-- START Data --

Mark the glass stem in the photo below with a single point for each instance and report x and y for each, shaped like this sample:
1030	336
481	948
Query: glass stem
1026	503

-- END Data --
-- START Data --

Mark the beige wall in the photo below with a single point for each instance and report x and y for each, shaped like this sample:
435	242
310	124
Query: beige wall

-- END Data --

Problem: Report each line of the material above that contains the string "photo", copying every such line in full.

Answer below:
Mark the glass stem in the photo below with a single point for each instance and report x and y for each, shaped like this sample:
Mark the beige wall in the photo below with a single point for each instance and report x and y for each, shaped like this sample:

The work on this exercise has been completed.